Input for this task Start Marker

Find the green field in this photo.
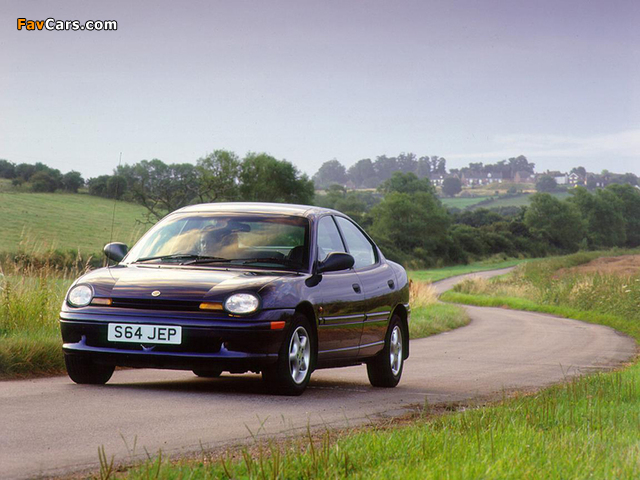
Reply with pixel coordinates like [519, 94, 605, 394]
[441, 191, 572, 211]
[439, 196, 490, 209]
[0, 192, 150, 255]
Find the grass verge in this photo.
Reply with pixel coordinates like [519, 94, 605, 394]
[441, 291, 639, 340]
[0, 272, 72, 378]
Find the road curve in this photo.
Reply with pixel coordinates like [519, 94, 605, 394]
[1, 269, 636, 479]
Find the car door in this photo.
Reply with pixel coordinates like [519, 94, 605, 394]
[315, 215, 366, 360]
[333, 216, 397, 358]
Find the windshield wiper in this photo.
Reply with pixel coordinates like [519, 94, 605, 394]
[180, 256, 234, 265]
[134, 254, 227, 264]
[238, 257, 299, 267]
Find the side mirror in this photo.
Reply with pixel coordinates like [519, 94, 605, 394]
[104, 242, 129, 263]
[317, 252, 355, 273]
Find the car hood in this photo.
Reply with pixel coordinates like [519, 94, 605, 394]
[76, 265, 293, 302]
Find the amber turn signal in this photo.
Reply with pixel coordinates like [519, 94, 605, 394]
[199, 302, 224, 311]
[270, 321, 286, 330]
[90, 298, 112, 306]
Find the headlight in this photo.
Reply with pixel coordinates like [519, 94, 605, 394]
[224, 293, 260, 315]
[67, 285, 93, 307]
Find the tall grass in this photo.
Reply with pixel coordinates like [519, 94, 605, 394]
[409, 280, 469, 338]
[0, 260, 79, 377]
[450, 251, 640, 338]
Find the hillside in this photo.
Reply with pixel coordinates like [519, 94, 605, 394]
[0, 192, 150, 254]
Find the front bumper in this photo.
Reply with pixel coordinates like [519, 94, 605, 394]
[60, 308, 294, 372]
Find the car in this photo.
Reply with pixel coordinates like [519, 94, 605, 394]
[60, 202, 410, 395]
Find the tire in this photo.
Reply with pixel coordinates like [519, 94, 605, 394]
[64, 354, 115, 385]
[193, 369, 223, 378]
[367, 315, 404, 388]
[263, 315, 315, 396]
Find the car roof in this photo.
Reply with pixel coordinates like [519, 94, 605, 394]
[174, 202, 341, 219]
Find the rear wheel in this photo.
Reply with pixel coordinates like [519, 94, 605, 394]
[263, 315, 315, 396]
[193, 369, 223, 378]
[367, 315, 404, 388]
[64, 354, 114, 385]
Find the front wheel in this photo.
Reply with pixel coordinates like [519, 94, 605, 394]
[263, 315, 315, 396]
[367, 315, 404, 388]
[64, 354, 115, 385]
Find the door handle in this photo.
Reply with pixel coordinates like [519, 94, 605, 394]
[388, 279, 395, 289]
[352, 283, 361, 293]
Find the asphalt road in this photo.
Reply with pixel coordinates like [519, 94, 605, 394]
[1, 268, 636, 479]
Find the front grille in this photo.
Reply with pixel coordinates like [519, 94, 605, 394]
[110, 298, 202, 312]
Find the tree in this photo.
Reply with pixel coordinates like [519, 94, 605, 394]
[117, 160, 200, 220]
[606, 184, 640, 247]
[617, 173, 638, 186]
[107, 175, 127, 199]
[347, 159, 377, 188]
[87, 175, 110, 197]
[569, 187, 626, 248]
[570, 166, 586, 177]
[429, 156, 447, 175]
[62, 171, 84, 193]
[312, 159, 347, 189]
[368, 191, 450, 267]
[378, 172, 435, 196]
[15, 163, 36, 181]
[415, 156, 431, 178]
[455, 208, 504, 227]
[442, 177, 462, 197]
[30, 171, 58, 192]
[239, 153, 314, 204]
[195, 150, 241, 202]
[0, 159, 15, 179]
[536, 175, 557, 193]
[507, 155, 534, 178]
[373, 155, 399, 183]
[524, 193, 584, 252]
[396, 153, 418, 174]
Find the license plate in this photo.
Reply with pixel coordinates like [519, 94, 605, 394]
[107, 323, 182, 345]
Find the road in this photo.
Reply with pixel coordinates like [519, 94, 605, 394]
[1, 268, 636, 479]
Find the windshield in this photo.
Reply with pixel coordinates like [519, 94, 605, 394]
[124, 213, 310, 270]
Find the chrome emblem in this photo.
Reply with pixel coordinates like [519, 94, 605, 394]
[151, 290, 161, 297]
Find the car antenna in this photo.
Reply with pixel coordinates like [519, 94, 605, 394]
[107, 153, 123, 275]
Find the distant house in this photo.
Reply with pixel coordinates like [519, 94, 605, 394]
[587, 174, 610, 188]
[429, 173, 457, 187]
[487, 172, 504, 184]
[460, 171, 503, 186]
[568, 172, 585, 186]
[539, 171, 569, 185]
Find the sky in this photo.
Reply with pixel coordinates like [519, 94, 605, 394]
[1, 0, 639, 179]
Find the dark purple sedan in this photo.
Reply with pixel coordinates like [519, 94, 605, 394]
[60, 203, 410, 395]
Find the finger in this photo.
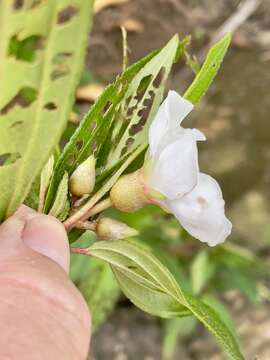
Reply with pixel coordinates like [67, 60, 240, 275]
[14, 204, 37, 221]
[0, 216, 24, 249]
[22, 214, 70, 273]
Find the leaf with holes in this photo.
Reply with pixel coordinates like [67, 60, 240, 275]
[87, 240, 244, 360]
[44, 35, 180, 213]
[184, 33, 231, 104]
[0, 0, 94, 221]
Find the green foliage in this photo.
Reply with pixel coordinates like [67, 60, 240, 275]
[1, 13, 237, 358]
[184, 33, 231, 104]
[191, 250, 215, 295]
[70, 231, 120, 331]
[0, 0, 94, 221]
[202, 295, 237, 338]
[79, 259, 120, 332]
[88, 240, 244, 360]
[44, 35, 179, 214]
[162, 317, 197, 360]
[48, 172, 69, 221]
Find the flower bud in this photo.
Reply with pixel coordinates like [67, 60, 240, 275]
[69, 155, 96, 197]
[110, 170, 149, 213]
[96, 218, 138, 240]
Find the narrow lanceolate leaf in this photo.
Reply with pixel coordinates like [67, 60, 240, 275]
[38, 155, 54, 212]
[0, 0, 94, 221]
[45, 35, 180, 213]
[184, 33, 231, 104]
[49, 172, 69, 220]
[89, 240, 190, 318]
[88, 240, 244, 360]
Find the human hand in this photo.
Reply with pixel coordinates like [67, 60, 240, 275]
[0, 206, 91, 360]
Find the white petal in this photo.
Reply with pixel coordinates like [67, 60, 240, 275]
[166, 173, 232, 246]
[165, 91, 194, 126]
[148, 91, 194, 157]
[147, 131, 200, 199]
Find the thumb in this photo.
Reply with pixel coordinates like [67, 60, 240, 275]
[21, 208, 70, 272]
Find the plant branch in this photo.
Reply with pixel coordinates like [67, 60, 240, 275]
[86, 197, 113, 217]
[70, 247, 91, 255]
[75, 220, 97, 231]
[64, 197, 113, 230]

Input for this task End Marker

Required action:
The expected output is every entry, retyped exactly, with all pictures removed.

Response to this task:
Find the green field in this photo.
Reply with pixel coordinates like [519, 94, 605, 394]
[441, 191, 572, 211]
[439, 196, 490, 209]
[0, 192, 150, 255]
Find the grass verge in this photo.
Reply with pixel coordinates like [519, 94, 605, 394]
[441, 291, 639, 340]
[0, 272, 72, 378]
Find the road curve in this photo.
Reply with pixel coordinates like [519, 94, 605, 394]
[1, 269, 636, 479]
Find the car door in this photo.
Reply with pixel coordinates like [519, 94, 605, 394]
[315, 215, 366, 360]
[333, 216, 397, 358]
Find the windshield wiper in this photo.
Reply with pixel coordinates like [519, 94, 605, 394]
[180, 256, 234, 265]
[134, 254, 227, 264]
[238, 257, 299, 267]
Find the side mirror in this photo.
Reply with pixel coordinates like [519, 94, 605, 394]
[104, 242, 129, 263]
[317, 252, 355, 273]
Find the car hood in this photo.
Reply with pixel coordinates like [519, 94, 605, 394]
[76, 265, 293, 302]
Find the amber turn signal in this photo.
Reply with pixel coordinates like [519, 94, 605, 394]
[199, 302, 224, 311]
[270, 321, 286, 330]
[90, 298, 112, 306]
Find the headlight in this photo.
Reply with pixel coordinates like [519, 94, 605, 394]
[224, 293, 260, 315]
[67, 285, 93, 307]
Find the tall grass in this photo.
Reply with pixel coordinates like [519, 94, 605, 394]
[409, 280, 469, 338]
[0, 260, 79, 377]
[450, 251, 640, 338]
Find the hillside in this photo.
Reply with pixel coordinates like [519, 94, 605, 394]
[0, 192, 150, 254]
Find the front bumper in this photo.
Reply with pixel coordinates like [519, 94, 605, 394]
[60, 308, 294, 372]
Find the car in this photo.
Reply with pixel coordinates like [519, 94, 605, 394]
[60, 202, 410, 395]
Find the tire in this photo.
Reply with pixel coordinates like [519, 94, 605, 394]
[64, 354, 115, 385]
[193, 369, 223, 378]
[367, 315, 404, 388]
[263, 315, 315, 396]
Find the car roof in this photo.
Reply with pixel coordinates like [519, 94, 605, 394]
[174, 202, 341, 219]
Find the rear wheel in this photo.
Reply with pixel coordinates like [519, 94, 605, 394]
[263, 315, 315, 396]
[193, 369, 223, 378]
[367, 315, 404, 388]
[64, 354, 114, 385]
Find the front wheel in this photo.
Reply with pixel coordinates like [519, 94, 605, 394]
[263, 315, 315, 396]
[367, 315, 404, 388]
[64, 354, 115, 385]
Find the door handle in this photo.
Reply with pixel coordinates like [519, 94, 605, 394]
[388, 279, 395, 289]
[352, 283, 361, 293]
Find the asphalt road in this photo.
Reply with pixel coordinates like [519, 94, 605, 394]
[1, 268, 636, 479]
Find the front grille in this photo.
Reply with pixel coordinates like [519, 94, 605, 394]
[110, 298, 202, 312]
Find the tree in this photo.
Reply with pixel coordinates like [519, 94, 605, 394]
[117, 160, 200, 220]
[606, 184, 640, 247]
[617, 173, 638, 186]
[107, 175, 127, 199]
[347, 159, 377, 188]
[87, 175, 110, 197]
[569, 187, 626, 248]
[570, 166, 586, 177]
[429, 156, 447, 175]
[62, 171, 84, 193]
[312, 159, 347, 189]
[368, 191, 450, 267]
[378, 172, 435, 196]
[15, 163, 36, 181]
[415, 156, 431, 178]
[455, 208, 504, 227]
[442, 177, 462, 197]
[30, 171, 58, 192]
[239, 153, 314, 204]
[195, 150, 241, 202]
[0, 159, 15, 179]
[536, 175, 557, 193]
[507, 155, 534, 178]
[373, 155, 399, 183]
[524, 193, 584, 252]
[396, 153, 418, 174]
Find the license plate in this photo.
Reply with pixel coordinates like [519, 94, 605, 394]
[107, 323, 182, 345]
Find the road in this photo.
Reply with pixel coordinates like [519, 94, 605, 394]
[1, 268, 636, 479]
Find the windshield in this photo.
Reply with pixel coordinates like [519, 94, 605, 394]
[124, 213, 310, 270]
Find the chrome emblem in this photo.
Reply with pixel coordinates like [519, 94, 605, 394]
[151, 290, 161, 297]
Find the car antenna in this photo.
Reply with pixel coordinates like [519, 94, 605, 394]
[107, 153, 123, 275]
Find the distant house in this photo.
Reply with pixel coordinates like [519, 94, 605, 394]
[587, 174, 610, 188]
[429, 173, 457, 187]
[487, 172, 504, 184]
[460, 171, 503, 186]
[568, 172, 585, 186]
[539, 171, 569, 185]
Find the sky in this photo.
Reply with pixel coordinates like [519, 94, 605, 394]
[1, 0, 639, 179]
Find the dark purple sedan in this photo.
Reply with pixel coordinates like [519, 94, 605, 394]
[60, 203, 410, 395]
Find the finger in this photo.
Reply with pixel coordinates like [67, 60, 240, 275]
[14, 204, 37, 221]
[0, 216, 24, 249]
[22, 214, 70, 273]
Find the leaf with holes in this photo.
Reply with pixel coordinates like [67, 60, 240, 275]
[87, 240, 244, 360]
[44, 35, 180, 213]
[184, 33, 231, 104]
[0, 0, 94, 221]
Find the green foliage in this photo.
Reply with pixel coordinates like [67, 60, 240, 275]
[1, 13, 237, 358]
[184, 33, 231, 104]
[191, 250, 215, 295]
[70, 231, 120, 331]
[0, 0, 94, 221]
[202, 295, 237, 338]
[79, 259, 120, 332]
[88, 240, 244, 360]
[44, 35, 179, 214]
[162, 317, 197, 360]
[48, 172, 69, 221]
Find the flower bud in this photo.
Reply with pixel coordinates like [67, 60, 240, 275]
[69, 155, 96, 197]
[110, 170, 149, 213]
[96, 218, 138, 240]
Find the narrow lanceolate leaf in this photo.
Reply with pixel coordinates like [67, 60, 240, 275]
[38, 155, 54, 212]
[0, 0, 94, 221]
[45, 35, 180, 213]
[184, 33, 231, 104]
[49, 172, 69, 220]
[89, 240, 190, 318]
[88, 240, 244, 360]
Find the human hand in this photo.
Reply with pixel coordinates like [67, 60, 240, 275]
[0, 206, 91, 360]
Find the white petal in this photo.
Reply with pixel coordinates like [67, 60, 240, 275]
[166, 173, 232, 246]
[165, 91, 194, 126]
[148, 91, 194, 157]
[147, 131, 200, 199]
Find the thumb in this photo.
Reply with pixel coordinates like [67, 60, 240, 275]
[21, 208, 70, 272]
Find the plant branch in this photo.
Reply with pixel coordinates like [67, 60, 240, 275]
[86, 197, 113, 217]
[70, 247, 91, 255]
[75, 220, 97, 231]
[64, 197, 113, 230]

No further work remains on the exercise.